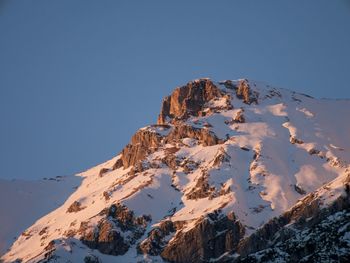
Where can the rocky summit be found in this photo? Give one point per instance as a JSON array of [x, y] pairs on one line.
[[233, 171]]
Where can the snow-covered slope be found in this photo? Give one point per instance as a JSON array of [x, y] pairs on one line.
[[23, 202], [224, 159]]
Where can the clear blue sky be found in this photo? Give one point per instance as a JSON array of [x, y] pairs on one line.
[[78, 78]]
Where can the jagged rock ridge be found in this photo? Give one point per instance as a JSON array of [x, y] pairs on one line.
[[233, 171]]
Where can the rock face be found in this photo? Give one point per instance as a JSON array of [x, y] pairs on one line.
[[188, 100], [116, 231], [222, 184], [212, 236], [204, 136], [142, 143], [245, 93], [156, 240], [317, 227]]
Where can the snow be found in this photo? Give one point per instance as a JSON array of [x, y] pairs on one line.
[[262, 171]]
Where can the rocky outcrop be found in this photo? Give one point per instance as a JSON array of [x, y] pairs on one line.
[[307, 214], [156, 241], [244, 92], [202, 188], [203, 135], [75, 207], [188, 100], [221, 157], [142, 143], [115, 232], [239, 118], [212, 236]]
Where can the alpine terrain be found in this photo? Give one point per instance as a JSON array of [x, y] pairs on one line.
[[233, 171]]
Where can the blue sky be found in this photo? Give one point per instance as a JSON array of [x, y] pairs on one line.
[[78, 78]]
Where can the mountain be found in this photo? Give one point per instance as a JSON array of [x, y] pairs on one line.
[[22, 202], [233, 171]]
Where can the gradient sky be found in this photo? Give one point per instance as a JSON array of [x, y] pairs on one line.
[[78, 78]]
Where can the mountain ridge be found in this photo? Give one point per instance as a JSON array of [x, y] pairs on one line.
[[224, 159]]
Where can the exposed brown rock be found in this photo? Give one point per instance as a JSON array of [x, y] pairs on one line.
[[244, 92], [75, 207], [294, 140], [212, 236], [142, 143], [239, 118], [103, 171], [202, 188], [115, 232], [171, 161], [188, 100], [118, 164], [308, 212], [204, 136], [221, 157], [155, 242]]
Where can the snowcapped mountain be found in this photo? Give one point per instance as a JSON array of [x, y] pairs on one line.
[[233, 171]]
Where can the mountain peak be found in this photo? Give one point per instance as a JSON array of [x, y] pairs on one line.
[[229, 168]]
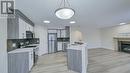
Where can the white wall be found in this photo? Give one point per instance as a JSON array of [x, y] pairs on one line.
[[41, 32], [91, 35], [108, 33], [3, 45]]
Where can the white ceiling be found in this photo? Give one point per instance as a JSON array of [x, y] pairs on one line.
[[97, 13]]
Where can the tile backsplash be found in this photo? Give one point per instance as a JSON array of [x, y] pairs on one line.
[[13, 44]]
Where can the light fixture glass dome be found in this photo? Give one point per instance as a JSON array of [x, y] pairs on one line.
[[64, 13]]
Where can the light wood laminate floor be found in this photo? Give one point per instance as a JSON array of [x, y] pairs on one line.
[[100, 61]]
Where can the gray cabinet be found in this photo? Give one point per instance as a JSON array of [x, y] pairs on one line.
[[74, 58], [18, 62], [16, 28]]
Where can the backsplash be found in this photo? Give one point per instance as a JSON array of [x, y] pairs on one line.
[[13, 44]]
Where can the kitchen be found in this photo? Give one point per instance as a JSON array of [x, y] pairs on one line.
[[22, 46]]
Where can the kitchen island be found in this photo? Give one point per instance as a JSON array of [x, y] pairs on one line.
[[21, 60]]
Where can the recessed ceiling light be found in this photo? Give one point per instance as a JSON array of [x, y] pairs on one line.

◆ ◆ ◆ ◆ ◆ ◆ ◆

__Task to complete__.
Reproduce every item above verbatim, line for line, and omit the pictures from your answer.

__Result__.
Where can the rocky summit be found in this photo? Give one point per instance as a JSON array of [x, y] pairs on one line.
[[233, 171]]
Where can the snow-covered slope be found in this photo? Give one point per instance as a JSON array of [x, y] pairs on one line.
[[23, 202], [224, 159]]
Where can the clear blue sky be found in this photo? Give one point per instance as a JSON array of [x, y] pairs on one line.
[[78, 78]]
Where can the jagged rock ridge be found in this photo? Give one point per instance as a JSON array of [x, y] pairs on one line.
[[233, 171]]
Where can the rock face be found in this photo? Give one point per instance as a JSON array of [x, y] pairs on one line.
[[188, 100], [116, 231], [222, 184], [212, 236], [204, 136], [142, 143], [245, 93], [156, 240], [317, 227]]
Where can the snow be found in this photo? Give one point per instance as a JSON array of [x, y] pairs on one line.
[[262, 171]]
Where can the rocky outcrop be found in this photo? Give one point per instance as a JSON array of [x, y] pairs on one line.
[[307, 214], [156, 241], [244, 92], [202, 188], [203, 135], [75, 207], [188, 100], [221, 157], [142, 143], [115, 232], [239, 118], [212, 236]]
Where can the alpine terrain be found in this photo? Give one point per instance as a JSON array of [x, y] pairs on one line.
[[233, 171]]
Where can the blue sky be found in this photo? Give one point per instance as a JSON array of [x, y] pairs on one line.
[[78, 78]]
Where can the mountain be found in this photo? Give one point per instance as a JSON array of [x, y] pairs on one line.
[[22, 202], [233, 171]]
Where can the gradient sky be found in this photo? Give one point per instance as a JSON array of [x, y] pairs on one line.
[[78, 78]]
Where can the mountain ridge be found in this photo? Give one point per instance as a JSON array of [x, y] pairs on one line.
[[224, 159]]
Where can the exposed brown rock be found in this photo? Give one point per instance as a JSON array of [x, y] pairs on one line.
[[244, 92], [75, 207], [294, 140], [212, 236], [142, 143], [239, 118], [103, 171], [202, 188], [115, 232], [171, 161], [188, 100], [118, 164], [308, 212], [204, 136], [221, 157], [155, 242]]
Where can the snowcapped mountain be found in this photo? Give one point per instance as a JSON array of [x, y] pairs on one line.
[[233, 171]]
Where can the mountain peak be found in this photo? Give one point per instance as a JSON array of [x, y] pairs on one line.
[[229, 168]]
Where can the white wall be found in this photo? Give one point per instance as a JSON array of [x, y] pairs on one line.
[[41, 32], [91, 35], [108, 33], [3, 45]]
Where can the white ceiling be found in this photo? Give one point per instance as a JSON array of [x, y] pairs on one line.
[[97, 13]]
Where can the tile backsplash be found in this photo? Give one point per instance as a JSON array of [x, y] pairs on one line.
[[13, 44]]
Where can the light fixture glass dome be found in this photo? Give one point per instance as a JSON array of [x, y] pairs on one line.
[[64, 13]]
Where can the light wood laminate floor be found in this photo? Give one point per instance as a JSON array of [x, y] pairs on one line.
[[100, 61]]
Where can the gray cabinet be found in this photo? Give one point per instance as a JSON array of [x, y] pairs on one line.
[[74, 58], [18, 62], [16, 28]]
Where can the backsplash be found in this photo? Give one point per instance as a JSON array of [x, y] pairs on one line.
[[13, 44]]
Where can the kitchen be found in this photo? Give one point per instance as a JSON array of [x, y] pairs on one line.
[[22, 46]]
Where can the kitchen island be found in this photo? Give one point per instance as a JSON array of [x, y] pairs on one line.
[[21, 60]]
Where can the recessed ceiling light be found in this photo? Give one point per instance as a JSON array of [x, y] pairs on one line.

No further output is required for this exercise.